▸ **YOUR INSTRUCTIONS**
Find all lines in the records that include the word "dark", and copy them out.

(Saved data entries)
--------------------
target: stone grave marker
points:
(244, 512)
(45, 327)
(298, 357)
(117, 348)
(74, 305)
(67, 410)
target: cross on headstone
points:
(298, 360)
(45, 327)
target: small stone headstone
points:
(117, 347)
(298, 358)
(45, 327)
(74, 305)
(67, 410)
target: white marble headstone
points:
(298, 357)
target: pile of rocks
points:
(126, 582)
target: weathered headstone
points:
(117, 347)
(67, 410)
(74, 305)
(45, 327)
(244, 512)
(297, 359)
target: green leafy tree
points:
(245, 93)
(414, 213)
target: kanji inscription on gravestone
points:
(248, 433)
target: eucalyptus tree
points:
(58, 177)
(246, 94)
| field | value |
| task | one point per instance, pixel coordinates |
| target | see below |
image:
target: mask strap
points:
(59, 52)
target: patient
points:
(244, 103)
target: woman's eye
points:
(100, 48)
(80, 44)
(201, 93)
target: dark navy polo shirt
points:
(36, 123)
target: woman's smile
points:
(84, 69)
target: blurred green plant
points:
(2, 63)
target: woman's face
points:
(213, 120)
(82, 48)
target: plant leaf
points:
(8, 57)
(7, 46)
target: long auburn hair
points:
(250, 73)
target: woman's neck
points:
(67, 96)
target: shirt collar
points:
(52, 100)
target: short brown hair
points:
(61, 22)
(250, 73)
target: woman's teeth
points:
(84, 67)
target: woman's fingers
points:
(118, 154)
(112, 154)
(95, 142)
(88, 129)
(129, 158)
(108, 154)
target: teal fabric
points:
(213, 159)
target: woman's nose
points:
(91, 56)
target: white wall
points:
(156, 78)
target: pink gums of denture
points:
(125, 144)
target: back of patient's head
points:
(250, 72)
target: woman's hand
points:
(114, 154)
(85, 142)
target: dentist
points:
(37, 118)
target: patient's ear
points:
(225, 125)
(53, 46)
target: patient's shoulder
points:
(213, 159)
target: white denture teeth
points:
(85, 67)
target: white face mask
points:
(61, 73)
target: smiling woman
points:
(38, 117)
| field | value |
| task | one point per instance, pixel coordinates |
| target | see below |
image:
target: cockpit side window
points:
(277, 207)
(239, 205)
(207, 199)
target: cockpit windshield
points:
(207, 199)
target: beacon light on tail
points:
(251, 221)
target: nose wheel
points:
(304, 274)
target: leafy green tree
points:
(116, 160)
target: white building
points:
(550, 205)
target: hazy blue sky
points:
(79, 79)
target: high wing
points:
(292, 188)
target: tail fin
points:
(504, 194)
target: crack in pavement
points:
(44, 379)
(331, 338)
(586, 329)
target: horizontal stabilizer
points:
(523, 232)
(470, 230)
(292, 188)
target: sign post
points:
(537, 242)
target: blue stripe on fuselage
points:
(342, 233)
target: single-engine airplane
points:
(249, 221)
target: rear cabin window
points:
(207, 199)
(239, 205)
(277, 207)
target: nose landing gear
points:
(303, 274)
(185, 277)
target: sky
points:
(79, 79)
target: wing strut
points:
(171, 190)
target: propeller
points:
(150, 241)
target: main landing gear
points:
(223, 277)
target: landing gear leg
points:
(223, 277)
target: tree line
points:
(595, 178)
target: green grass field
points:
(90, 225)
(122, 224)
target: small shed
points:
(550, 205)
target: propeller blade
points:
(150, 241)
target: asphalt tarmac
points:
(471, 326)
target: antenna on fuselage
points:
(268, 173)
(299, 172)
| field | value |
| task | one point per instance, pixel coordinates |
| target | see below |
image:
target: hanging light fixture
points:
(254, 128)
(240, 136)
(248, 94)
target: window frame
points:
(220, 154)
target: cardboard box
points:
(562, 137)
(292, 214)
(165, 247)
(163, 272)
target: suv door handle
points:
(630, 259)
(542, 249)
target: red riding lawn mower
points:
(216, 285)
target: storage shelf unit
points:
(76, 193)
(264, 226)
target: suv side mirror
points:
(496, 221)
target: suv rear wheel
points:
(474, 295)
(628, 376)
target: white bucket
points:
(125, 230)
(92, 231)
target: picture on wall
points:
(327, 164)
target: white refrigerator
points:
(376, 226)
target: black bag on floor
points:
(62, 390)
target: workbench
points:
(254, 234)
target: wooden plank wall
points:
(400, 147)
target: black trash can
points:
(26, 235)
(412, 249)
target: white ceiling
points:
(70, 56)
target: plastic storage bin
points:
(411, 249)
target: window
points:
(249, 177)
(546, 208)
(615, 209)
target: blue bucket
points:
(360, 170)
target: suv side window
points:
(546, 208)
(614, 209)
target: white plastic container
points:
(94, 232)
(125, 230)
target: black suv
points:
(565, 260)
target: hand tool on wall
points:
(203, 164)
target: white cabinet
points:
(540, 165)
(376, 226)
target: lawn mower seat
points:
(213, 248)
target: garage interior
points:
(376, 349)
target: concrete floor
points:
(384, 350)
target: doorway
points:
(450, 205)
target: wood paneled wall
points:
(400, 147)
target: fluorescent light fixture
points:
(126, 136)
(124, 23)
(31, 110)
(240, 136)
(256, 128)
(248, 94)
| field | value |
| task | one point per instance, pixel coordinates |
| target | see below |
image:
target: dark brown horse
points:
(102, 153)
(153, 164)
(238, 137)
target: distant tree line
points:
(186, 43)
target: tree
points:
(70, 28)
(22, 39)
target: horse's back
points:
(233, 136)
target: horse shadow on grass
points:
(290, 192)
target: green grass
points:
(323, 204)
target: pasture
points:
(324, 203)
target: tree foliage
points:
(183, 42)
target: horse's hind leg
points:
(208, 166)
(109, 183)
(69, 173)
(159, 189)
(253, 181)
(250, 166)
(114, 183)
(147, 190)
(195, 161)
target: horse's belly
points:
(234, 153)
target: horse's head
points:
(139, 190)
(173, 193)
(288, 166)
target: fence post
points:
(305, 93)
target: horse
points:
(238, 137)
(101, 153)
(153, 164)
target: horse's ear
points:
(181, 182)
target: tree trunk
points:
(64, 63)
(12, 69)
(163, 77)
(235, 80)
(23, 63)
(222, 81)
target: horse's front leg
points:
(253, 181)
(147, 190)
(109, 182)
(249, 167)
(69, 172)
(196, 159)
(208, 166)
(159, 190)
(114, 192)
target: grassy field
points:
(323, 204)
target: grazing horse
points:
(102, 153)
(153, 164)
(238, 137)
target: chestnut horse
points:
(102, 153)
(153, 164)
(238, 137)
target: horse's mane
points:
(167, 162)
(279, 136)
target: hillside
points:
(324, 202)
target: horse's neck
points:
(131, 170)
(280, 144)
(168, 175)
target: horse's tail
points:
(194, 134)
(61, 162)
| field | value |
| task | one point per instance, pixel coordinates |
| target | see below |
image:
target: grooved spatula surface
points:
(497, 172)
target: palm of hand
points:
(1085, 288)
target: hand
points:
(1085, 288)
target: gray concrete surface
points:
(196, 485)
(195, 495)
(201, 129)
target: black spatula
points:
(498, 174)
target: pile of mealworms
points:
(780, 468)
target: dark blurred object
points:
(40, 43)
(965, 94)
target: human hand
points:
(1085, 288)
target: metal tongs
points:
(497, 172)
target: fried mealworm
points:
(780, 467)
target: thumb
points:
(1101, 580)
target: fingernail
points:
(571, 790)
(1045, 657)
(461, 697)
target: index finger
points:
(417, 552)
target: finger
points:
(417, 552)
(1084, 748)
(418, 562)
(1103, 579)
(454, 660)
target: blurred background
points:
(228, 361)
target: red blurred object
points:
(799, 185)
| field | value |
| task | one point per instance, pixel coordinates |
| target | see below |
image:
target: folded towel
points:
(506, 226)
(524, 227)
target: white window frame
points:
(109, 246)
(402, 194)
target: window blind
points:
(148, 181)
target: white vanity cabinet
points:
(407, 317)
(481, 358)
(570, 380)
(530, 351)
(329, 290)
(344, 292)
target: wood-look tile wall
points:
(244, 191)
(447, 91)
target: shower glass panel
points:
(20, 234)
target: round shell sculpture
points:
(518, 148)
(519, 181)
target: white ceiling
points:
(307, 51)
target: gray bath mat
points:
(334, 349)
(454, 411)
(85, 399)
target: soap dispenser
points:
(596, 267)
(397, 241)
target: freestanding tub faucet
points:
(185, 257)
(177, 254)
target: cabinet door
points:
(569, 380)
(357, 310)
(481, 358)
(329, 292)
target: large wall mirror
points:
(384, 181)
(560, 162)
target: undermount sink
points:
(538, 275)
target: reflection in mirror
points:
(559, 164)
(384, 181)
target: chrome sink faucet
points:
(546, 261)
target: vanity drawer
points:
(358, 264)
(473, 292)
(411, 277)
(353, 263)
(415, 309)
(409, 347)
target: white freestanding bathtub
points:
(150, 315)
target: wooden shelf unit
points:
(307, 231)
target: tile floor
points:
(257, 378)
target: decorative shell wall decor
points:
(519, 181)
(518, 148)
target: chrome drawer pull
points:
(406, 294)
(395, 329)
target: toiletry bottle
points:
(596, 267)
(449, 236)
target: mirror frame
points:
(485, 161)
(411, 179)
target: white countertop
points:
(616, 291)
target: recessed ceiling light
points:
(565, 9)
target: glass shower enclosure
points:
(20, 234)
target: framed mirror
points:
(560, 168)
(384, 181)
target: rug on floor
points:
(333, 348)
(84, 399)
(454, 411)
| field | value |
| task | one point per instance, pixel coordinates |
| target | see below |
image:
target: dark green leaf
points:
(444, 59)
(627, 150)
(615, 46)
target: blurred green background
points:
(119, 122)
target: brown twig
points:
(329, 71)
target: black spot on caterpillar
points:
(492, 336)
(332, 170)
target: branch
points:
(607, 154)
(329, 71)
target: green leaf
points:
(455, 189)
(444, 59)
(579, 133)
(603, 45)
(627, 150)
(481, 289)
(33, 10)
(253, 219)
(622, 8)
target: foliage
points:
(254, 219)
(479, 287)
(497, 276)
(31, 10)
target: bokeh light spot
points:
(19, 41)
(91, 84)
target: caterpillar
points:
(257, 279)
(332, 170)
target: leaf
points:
--------------------
▸ **EXPECTED ANSWER**
target: dark navy polo shirt
target: dark brown horse
target: dark blurred object
target: dark green leaf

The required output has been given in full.